Image boundary annotation data
· · · · ·

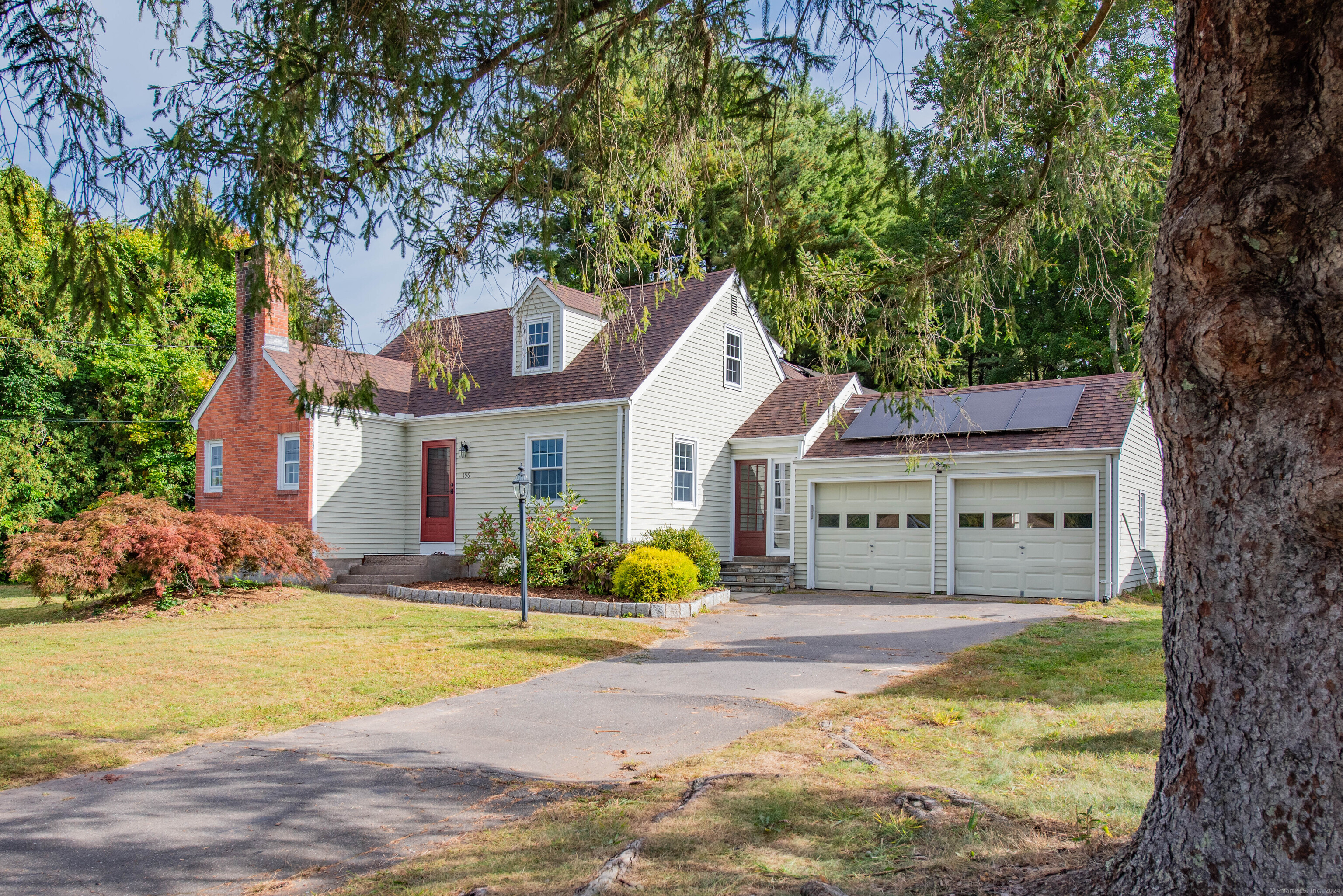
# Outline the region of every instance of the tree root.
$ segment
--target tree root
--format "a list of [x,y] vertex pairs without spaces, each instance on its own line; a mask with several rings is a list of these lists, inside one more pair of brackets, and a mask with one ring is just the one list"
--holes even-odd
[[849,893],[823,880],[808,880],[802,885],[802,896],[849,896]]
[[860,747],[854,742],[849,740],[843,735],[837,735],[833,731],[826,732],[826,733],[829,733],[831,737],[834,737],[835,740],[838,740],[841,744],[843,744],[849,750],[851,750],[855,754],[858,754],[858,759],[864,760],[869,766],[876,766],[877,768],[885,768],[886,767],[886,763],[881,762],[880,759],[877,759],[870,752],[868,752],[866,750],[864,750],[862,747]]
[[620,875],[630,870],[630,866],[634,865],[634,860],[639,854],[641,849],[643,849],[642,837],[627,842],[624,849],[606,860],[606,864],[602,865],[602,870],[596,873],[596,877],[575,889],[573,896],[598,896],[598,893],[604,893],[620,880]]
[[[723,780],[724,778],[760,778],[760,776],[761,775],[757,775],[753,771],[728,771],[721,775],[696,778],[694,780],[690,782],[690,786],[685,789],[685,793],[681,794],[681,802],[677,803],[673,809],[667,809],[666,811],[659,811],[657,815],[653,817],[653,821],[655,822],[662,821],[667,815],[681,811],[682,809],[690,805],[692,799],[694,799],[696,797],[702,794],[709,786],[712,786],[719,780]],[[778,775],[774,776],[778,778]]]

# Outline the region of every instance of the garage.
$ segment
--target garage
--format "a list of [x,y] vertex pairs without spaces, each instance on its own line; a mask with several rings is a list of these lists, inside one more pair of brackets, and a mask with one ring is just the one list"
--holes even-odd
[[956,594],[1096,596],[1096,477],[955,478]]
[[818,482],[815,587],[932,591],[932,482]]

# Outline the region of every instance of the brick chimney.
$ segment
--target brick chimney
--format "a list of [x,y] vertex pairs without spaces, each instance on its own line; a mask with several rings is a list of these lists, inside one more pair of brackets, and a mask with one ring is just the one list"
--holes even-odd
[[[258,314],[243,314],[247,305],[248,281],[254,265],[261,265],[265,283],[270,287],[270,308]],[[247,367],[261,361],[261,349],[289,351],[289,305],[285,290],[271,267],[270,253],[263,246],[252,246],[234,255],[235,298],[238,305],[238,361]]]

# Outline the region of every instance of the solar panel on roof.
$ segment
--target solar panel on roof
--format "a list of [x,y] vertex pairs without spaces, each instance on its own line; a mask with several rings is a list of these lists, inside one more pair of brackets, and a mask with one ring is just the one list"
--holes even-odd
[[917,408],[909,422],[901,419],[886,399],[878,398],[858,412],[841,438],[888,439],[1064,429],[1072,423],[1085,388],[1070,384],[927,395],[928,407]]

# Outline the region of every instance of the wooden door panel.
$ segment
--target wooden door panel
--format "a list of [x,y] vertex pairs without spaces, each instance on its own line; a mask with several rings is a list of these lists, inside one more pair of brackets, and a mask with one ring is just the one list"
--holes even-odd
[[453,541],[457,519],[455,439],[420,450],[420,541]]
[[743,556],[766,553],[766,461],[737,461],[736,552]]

· · · · ·

Work instructions
Please reproduce every one of the entries above word for word, leaving out the pictures.

Task answer
# Outline the region of every instance of the tree root.
$ segment
--target tree root
--format "a list of [x,y] vertex pairs without spaces, each instance on its own line; a mask with several rings is a list of these lists, inside one more pair of brackets, and a mask with one ring is just the one list"
--holes even-odd
[[849,893],[823,880],[808,880],[802,885],[802,896],[849,896]]
[[860,747],[854,742],[849,740],[843,735],[837,735],[833,731],[826,732],[826,733],[829,733],[831,737],[834,737],[835,740],[838,740],[841,744],[843,744],[849,750],[851,750],[855,754],[858,754],[858,759],[864,760],[869,766],[876,766],[877,768],[885,768],[886,767],[886,763],[881,762],[880,759],[877,759],[870,752],[868,752],[866,750],[864,750],[862,747]]
[[620,875],[630,870],[630,866],[634,865],[634,860],[639,854],[641,849],[643,849],[642,837],[627,842],[624,849],[606,860],[606,864],[602,865],[602,870],[596,873],[596,877],[575,889],[573,896],[598,896],[598,893],[604,893],[620,880]]
[[[723,780],[724,778],[760,778],[760,776],[761,775],[757,775],[753,771],[728,771],[721,775],[696,778],[694,780],[690,782],[690,786],[685,789],[685,793],[681,794],[681,802],[677,803],[673,809],[667,809],[666,811],[659,811],[657,815],[653,817],[653,821],[655,822],[662,821],[667,815],[681,811],[682,809],[690,805],[692,799],[694,799],[696,797],[702,794],[709,786],[712,786],[719,780]],[[778,775],[774,776],[778,778]]]

# Outline the region of every instance of the garage.
$ segment
--target garage
--format "a list of [x,y] vertex pairs without spaces, each instance on its own line; a mask with several rings is a list of these lists, inside one more pair of brackets, and a mask with one ring is just the one list"
--holes even-odd
[[956,594],[1096,596],[1096,477],[955,478]]
[[818,482],[815,587],[932,591],[932,482]]

# Outline the region of every instance of the brick chimney.
$ segment
--target brick chimney
--format "a list of [x,y] vertex pairs without spaces, each instance on its own line; a mask with several rings is a list of these lists, inside one more pair of brackets, and a mask with one ring is just the one list"
--holes even-odd
[[[258,314],[243,314],[247,305],[248,281],[254,265],[261,265],[265,283],[270,287],[270,308]],[[247,367],[261,361],[261,349],[289,351],[289,305],[285,290],[271,267],[270,253],[263,246],[252,246],[234,255],[235,298],[238,305],[238,361]]]

# Outline the region of every instance of the solar panel on roof.
$ segment
--target solar panel on roof
--format "a list of [x,y] vertex pairs without spaces, each instance on its own line; a mask with several rings is a list of these lists, inside one more pair of brackets, and a mask with one ring is just the one list"
--holes even-odd
[[917,408],[909,422],[901,419],[886,399],[878,398],[858,412],[841,438],[888,439],[1064,429],[1072,423],[1085,388],[1070,384],[927,395],[928,407]]

# Outline the region of every instance of the wooden door panel.
$ segment
--target wooden door panel
--format "a list of [x,y] vertex pairs without spaces, each instance on its own line; a mask with several rings is a list of these lists, inside one more pair of brackets, and a mask with one ring is just the one list"
--holes even-odd
[[453,541],[457,519],[455,439],[420,450],[420,541]]
[[743,556],[766,553],[766,461],[737,461],[736,552]]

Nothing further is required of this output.